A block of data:
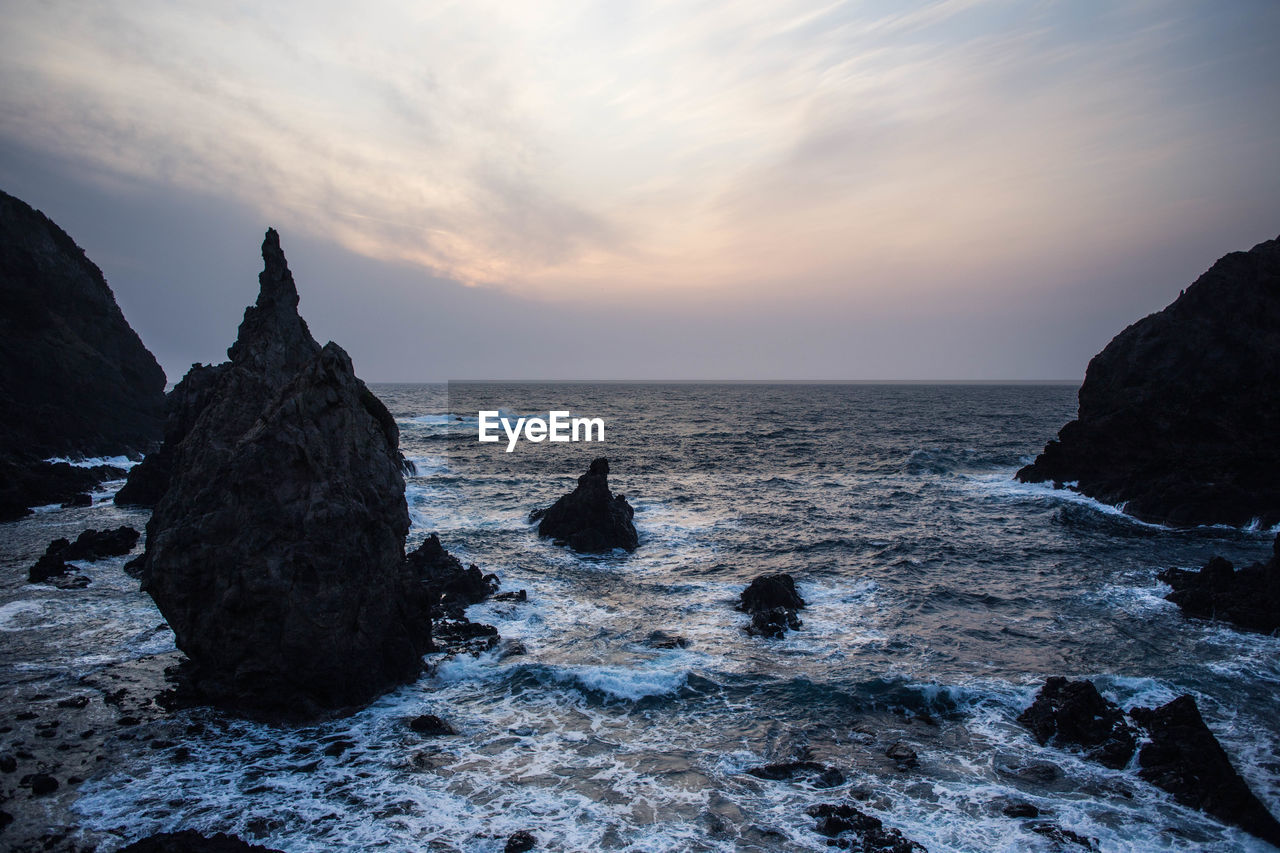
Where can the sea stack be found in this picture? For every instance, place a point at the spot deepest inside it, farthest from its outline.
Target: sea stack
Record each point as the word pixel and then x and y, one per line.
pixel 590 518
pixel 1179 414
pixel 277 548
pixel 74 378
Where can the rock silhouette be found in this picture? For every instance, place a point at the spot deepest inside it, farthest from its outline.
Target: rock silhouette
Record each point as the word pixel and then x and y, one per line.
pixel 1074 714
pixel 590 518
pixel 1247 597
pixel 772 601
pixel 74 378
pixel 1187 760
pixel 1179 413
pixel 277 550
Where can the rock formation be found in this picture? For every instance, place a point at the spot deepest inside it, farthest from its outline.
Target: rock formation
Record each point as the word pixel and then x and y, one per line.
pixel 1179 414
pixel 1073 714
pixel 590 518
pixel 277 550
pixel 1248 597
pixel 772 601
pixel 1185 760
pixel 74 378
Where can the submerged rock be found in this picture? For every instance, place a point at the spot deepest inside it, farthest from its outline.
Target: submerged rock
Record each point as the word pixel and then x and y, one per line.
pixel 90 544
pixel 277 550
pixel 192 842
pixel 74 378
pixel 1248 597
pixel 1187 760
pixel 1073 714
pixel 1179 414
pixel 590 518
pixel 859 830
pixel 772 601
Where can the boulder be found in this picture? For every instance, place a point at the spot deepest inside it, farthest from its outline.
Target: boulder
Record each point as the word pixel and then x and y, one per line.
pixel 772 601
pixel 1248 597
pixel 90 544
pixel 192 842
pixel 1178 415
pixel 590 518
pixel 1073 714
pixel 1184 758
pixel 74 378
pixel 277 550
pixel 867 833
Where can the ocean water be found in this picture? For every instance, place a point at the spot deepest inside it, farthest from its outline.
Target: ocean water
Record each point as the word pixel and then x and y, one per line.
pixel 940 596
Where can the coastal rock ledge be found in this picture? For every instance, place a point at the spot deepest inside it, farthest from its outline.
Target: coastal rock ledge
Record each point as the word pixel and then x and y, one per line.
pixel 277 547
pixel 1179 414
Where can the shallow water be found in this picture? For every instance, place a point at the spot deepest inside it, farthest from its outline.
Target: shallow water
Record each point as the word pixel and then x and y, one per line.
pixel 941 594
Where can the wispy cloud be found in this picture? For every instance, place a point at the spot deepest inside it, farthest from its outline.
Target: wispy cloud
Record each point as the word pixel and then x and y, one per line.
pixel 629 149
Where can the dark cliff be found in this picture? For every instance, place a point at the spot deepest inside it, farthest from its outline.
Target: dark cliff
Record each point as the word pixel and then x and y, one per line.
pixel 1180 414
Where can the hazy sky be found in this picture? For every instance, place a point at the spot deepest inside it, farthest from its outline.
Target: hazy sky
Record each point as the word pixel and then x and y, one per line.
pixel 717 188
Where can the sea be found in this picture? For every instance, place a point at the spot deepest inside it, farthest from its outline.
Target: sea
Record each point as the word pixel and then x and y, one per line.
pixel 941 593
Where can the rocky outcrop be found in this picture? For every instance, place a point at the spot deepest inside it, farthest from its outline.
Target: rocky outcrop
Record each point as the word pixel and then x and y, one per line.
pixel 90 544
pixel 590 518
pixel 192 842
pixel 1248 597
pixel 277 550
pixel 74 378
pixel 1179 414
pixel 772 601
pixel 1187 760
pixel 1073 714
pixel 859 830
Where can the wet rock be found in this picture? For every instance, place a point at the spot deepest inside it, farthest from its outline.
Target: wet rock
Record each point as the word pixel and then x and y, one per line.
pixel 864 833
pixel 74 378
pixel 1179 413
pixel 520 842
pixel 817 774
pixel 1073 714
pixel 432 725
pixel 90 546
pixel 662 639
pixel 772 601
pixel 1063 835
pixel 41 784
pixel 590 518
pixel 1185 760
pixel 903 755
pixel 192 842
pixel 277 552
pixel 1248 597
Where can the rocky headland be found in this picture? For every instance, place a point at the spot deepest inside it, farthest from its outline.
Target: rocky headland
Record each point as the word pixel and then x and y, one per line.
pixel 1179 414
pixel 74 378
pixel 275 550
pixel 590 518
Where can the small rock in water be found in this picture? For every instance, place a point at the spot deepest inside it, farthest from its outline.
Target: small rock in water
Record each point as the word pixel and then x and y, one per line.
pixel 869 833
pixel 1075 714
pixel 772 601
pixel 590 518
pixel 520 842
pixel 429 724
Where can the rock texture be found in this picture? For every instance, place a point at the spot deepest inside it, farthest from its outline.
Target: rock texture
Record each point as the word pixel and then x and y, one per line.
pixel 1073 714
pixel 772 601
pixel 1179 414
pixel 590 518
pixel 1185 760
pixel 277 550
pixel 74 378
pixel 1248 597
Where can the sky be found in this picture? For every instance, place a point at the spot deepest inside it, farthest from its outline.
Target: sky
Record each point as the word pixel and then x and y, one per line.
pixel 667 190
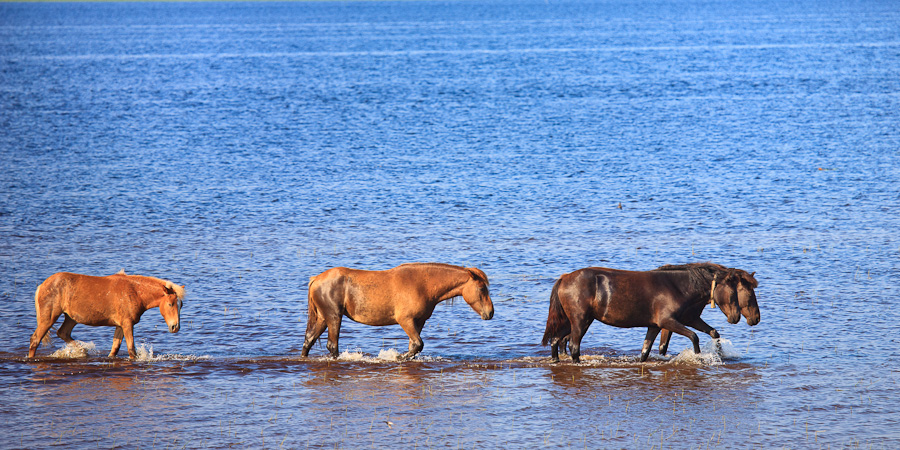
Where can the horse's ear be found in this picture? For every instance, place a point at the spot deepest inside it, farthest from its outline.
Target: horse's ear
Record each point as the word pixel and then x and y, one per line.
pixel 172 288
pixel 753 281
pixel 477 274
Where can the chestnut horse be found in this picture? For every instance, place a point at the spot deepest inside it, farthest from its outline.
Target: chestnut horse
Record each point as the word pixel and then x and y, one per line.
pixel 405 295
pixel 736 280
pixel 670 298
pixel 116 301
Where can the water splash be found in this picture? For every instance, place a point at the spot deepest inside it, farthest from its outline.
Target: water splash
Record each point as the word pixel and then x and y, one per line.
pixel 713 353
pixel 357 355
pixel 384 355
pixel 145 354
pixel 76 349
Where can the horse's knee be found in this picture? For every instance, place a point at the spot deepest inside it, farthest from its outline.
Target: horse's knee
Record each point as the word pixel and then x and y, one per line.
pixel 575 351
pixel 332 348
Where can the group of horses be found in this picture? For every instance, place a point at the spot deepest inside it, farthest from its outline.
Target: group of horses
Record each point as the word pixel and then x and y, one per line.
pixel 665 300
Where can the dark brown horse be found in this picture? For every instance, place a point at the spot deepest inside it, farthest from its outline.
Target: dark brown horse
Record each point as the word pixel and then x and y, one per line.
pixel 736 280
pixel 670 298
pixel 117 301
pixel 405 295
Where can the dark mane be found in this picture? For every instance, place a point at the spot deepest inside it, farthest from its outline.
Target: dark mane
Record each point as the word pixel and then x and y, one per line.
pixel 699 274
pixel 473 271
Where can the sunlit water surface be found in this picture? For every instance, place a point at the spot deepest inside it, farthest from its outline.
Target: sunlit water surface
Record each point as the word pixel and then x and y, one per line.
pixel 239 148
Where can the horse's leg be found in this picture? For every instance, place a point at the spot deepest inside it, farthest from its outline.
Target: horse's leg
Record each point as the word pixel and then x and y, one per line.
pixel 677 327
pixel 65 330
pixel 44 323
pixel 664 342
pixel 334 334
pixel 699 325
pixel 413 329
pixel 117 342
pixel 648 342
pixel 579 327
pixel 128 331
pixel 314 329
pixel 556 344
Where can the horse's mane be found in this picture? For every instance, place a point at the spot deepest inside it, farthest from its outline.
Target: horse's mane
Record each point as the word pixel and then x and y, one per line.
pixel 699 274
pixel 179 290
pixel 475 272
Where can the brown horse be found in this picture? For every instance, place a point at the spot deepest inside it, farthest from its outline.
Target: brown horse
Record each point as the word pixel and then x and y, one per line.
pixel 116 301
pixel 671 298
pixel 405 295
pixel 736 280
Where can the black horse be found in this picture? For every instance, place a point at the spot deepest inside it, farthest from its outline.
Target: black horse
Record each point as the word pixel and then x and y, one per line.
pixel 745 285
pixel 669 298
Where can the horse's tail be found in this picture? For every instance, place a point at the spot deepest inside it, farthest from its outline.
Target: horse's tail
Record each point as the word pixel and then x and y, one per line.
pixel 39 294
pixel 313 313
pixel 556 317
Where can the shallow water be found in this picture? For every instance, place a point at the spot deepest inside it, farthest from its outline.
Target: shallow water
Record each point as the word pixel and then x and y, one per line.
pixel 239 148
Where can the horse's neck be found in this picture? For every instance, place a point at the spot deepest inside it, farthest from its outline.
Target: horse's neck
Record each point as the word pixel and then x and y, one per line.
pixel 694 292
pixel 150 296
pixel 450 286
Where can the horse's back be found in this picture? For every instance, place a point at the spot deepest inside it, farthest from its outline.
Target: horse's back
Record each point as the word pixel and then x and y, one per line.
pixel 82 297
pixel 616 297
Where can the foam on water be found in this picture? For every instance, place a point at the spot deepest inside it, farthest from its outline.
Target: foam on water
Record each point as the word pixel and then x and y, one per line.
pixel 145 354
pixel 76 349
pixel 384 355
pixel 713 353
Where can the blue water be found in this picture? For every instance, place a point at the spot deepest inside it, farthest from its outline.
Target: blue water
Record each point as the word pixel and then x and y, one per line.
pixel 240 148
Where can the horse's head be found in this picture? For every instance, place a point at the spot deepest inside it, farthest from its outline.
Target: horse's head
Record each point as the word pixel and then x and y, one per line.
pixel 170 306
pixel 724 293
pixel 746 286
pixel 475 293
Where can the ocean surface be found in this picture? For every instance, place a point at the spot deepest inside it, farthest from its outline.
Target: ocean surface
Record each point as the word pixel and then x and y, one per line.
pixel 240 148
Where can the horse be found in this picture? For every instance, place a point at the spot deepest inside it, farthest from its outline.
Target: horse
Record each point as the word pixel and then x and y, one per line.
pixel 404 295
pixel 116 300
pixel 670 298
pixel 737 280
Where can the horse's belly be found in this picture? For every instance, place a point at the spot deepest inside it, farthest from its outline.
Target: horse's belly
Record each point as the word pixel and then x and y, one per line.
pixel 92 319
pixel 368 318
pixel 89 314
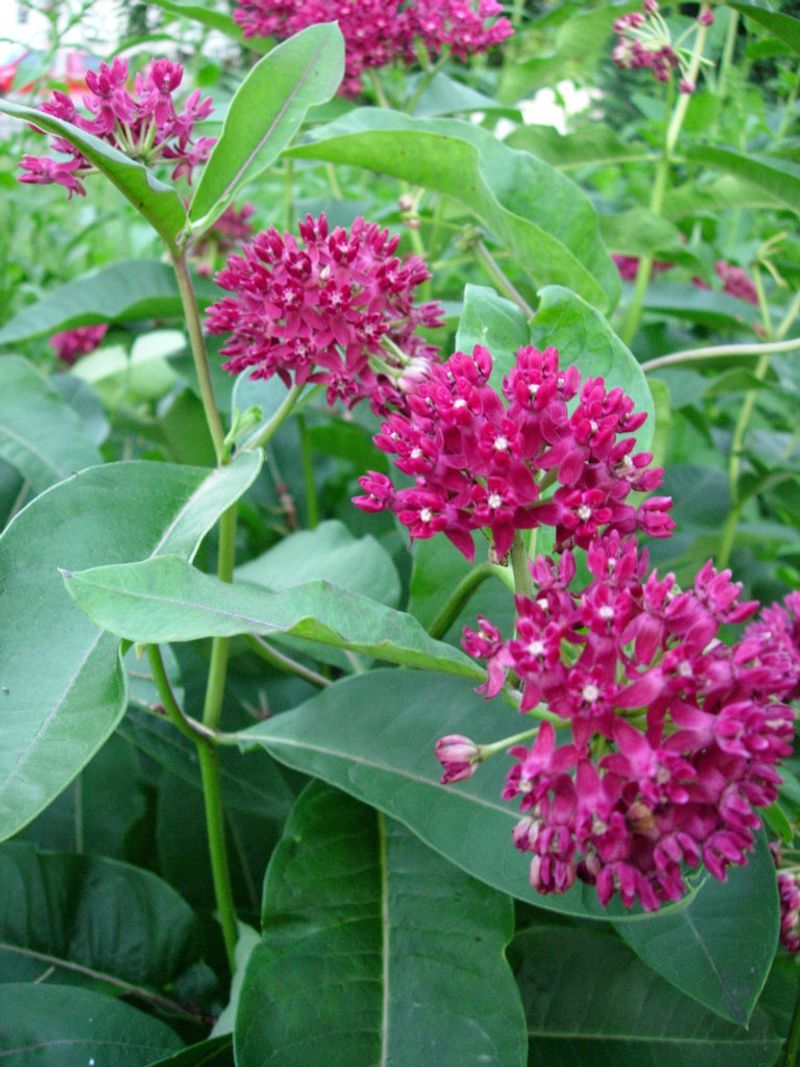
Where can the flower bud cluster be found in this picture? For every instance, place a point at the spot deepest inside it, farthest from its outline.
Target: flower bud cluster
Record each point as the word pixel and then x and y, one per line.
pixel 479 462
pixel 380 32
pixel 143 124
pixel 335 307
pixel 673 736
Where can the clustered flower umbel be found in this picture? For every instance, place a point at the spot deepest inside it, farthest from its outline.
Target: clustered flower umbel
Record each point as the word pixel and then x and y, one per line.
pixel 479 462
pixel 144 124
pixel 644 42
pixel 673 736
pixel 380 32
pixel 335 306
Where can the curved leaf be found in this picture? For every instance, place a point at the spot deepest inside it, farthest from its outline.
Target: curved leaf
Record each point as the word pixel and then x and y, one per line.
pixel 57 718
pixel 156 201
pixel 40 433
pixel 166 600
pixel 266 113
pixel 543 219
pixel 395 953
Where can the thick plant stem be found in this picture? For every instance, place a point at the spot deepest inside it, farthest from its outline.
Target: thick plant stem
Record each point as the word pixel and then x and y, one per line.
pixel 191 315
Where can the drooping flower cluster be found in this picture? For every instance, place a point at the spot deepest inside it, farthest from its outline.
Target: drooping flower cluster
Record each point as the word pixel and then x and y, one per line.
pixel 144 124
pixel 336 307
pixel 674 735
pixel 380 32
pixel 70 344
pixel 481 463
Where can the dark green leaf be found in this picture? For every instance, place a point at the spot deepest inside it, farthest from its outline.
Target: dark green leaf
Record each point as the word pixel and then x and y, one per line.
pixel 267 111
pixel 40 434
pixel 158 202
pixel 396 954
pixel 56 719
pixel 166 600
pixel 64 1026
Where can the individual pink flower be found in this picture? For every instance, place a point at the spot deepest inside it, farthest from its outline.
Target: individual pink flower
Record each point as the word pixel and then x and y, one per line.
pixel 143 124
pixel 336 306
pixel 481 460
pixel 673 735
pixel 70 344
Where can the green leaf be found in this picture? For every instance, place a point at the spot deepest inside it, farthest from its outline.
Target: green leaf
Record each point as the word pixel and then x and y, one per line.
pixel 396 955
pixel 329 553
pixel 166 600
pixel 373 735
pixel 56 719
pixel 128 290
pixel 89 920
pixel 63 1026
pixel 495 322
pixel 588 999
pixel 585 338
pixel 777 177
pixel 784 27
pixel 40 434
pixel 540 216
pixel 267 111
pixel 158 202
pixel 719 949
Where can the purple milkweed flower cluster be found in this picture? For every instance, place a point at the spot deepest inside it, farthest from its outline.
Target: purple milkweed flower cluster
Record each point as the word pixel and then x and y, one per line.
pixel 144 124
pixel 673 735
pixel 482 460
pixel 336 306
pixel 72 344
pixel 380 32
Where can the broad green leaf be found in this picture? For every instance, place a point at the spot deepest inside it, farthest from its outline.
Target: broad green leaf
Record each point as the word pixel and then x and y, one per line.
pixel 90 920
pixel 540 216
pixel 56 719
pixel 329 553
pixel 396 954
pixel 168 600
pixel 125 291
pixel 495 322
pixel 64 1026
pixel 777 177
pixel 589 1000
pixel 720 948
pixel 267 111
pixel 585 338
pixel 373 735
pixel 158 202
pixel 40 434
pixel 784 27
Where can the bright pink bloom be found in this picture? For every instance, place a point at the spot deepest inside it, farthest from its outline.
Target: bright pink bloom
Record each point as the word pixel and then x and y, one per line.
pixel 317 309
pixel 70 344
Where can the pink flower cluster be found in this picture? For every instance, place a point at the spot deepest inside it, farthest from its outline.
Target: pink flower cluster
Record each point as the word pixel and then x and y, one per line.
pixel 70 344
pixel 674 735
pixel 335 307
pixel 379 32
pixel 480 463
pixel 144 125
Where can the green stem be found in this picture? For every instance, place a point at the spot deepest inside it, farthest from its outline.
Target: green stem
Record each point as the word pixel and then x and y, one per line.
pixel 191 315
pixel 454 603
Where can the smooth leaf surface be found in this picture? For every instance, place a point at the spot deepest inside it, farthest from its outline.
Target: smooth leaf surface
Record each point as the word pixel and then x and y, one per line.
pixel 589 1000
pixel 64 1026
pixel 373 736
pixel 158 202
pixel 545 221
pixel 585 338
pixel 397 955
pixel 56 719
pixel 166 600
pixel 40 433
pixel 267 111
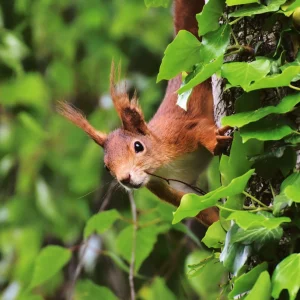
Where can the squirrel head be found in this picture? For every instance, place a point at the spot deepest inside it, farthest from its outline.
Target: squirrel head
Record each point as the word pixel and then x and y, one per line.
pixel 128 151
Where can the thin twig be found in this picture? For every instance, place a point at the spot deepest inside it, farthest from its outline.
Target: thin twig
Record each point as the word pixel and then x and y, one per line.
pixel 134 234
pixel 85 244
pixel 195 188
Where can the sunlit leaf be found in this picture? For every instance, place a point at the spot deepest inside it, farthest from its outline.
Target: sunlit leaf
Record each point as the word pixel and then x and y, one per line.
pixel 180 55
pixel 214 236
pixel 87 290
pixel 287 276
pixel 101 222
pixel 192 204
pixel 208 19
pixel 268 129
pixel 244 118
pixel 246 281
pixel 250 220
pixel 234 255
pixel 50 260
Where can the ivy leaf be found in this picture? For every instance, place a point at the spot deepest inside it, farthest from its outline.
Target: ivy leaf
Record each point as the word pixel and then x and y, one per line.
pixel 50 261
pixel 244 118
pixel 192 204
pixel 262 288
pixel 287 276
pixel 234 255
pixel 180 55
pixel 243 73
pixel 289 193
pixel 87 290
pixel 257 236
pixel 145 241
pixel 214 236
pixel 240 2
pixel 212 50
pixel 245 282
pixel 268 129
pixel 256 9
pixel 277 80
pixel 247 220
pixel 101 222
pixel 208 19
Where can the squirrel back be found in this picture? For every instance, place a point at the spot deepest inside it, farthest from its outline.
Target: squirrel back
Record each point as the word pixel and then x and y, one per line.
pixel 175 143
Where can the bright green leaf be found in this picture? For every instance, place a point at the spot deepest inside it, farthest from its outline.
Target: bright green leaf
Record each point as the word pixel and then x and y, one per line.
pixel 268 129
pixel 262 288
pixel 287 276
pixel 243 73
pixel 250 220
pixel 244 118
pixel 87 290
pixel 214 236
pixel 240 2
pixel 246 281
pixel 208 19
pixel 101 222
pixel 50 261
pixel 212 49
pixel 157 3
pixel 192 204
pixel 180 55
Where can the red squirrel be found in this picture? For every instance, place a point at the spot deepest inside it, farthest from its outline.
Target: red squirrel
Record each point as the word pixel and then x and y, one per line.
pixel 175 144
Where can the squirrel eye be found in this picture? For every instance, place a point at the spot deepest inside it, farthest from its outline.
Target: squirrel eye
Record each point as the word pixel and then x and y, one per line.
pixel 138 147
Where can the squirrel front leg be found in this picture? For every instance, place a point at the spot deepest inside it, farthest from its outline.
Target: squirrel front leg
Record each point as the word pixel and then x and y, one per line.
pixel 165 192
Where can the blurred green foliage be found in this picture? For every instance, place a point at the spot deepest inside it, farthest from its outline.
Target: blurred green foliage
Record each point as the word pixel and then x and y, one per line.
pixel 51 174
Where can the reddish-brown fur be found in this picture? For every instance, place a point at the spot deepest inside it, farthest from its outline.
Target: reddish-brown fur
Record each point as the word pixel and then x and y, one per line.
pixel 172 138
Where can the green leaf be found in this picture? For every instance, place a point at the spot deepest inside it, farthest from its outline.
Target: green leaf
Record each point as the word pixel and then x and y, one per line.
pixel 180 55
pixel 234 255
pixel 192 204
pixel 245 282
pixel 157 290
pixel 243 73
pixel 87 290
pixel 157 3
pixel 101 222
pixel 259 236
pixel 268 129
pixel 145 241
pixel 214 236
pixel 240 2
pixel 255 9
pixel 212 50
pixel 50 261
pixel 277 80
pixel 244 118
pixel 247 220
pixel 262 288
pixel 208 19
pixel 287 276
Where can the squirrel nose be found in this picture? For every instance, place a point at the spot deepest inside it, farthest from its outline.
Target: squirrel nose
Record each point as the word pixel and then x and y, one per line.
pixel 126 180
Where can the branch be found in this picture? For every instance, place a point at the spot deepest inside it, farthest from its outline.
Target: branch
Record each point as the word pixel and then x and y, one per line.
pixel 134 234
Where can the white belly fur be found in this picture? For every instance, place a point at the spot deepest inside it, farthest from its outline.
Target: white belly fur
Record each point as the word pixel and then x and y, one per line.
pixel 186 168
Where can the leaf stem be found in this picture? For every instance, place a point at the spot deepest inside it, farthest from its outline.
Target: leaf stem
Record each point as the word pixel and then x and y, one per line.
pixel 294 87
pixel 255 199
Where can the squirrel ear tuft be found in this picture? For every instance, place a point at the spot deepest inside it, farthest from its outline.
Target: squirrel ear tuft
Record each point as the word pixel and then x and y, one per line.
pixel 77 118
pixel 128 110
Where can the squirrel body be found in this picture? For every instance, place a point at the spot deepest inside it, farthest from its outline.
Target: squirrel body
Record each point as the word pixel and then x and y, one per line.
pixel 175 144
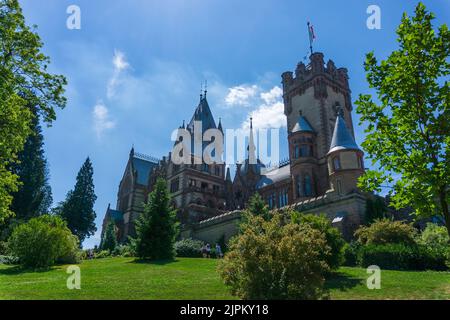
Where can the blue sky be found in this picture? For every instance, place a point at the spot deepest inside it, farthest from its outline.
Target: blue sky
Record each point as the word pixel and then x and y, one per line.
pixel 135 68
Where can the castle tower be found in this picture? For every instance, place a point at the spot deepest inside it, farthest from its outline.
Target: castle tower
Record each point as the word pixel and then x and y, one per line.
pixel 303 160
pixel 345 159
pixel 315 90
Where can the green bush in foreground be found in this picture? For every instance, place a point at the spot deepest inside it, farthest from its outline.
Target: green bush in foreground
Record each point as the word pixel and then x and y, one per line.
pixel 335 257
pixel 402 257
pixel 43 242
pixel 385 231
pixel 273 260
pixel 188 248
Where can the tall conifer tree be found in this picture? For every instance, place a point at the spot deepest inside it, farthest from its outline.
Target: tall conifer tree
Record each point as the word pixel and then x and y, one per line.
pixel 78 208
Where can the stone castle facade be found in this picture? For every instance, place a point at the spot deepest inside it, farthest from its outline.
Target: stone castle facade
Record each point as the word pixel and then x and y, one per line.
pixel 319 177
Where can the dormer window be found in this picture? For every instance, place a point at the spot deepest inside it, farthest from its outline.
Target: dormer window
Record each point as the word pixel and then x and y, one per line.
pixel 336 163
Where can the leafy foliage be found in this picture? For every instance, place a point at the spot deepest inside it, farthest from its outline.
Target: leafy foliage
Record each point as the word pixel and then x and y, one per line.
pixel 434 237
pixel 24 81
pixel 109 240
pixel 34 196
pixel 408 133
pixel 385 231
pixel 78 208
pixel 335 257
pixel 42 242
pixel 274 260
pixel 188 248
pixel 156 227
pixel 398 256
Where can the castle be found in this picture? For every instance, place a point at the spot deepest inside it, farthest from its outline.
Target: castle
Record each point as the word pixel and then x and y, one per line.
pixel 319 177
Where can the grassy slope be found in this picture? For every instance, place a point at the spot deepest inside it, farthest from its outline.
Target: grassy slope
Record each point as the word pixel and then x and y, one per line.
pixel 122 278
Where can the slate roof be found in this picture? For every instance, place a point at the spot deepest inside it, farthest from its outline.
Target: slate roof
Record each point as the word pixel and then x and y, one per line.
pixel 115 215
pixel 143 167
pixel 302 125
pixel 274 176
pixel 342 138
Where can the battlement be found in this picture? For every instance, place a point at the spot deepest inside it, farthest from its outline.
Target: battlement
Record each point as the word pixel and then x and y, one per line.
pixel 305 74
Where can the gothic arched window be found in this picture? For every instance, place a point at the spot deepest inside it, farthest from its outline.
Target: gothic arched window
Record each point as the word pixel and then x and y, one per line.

> **Problem**: Convert the stretch of the listing from the line containing "Where can the reddish-brown" through the line containing "pixel 186 168" into a Markdown table with the columns Row and Line, numbering each line and omitting any blank lines.

> **Solution for this task**:
| Row | Line |
|---|---|
| 1 | Where can the reddish-brown fur be found in this picture? For every instance, place a point at the spot deepest inside it, farthest from its outline. |
| 2 | Target: reddish-brown fur |
| 3 | Record each point as the word pixel and then x and y, one per line. |
| 4 | pixel 172 138 |
| 5 | Where can the green leaf be found in this picture? For every instance, place a point at the spot deepest inside it, farthest from its outline. |
| 6 | Target: green leaf |
| 7 | Record each point as the word pixel and then x and y, one per line. |
| 8 | pixel 180 55 |
| 9 | pixel 234 255 |
| 10 | pixel 192 204 |
| 11 | pixel 245 282 |
| 12 | pixel 157 290 |
| 13 | pixel 243 73 |
| 14 | pixel 87 290 |
| 15 | pixel 157 3 |
| 16 | pixel 101 222 |
| 17 | pixel 259 236 |
| 18 | pixel 268 129 |
| 19 | pixel 145 241 |
| 20 | pixel 214 236 |
| 21 | pixel 240 2 |
| 22 | pixel 255 9 |
| 23 | pixel 212 50 |
| 24 | pixel 50 261 |
| 25 | pixel 277 80 |
| 26 | pixel 244 118 |
| 27 | pixel 247 220 |
| 28 | pixel 262 288 |
| 29 | pixel 208 19 |
| 30 | pixel 287 276 |
| 31 | Where can the squirrel nose be found in this picture? For every instance, place a point at the spot deepest inside it, farthest from its outline. |
| 32 | Target: squirrel nose |
| 33 | Record each point as the word pixel and then x and y, one per line. |
| 34 | pixel 126 180 |
| 35 | Where can the branch be found in this picture? For every instance, place a point at the spot deepest inside it, farthest from its outline. |
| 36 | Target: branch |
| 37 | Record each point as the word pixel and then x and y, one per line. |
| 38 | pixel 134 234 |
| 39 | Where can the white belly fur be found in this picture? For every instance, place a point at the spot deepest inside it, farthest from its outline. |
| 40 | Target: white belly fur |
| 41 | Record each point as the word pixel and then x and y, one per line. |
| 42 | pixel 186 168 |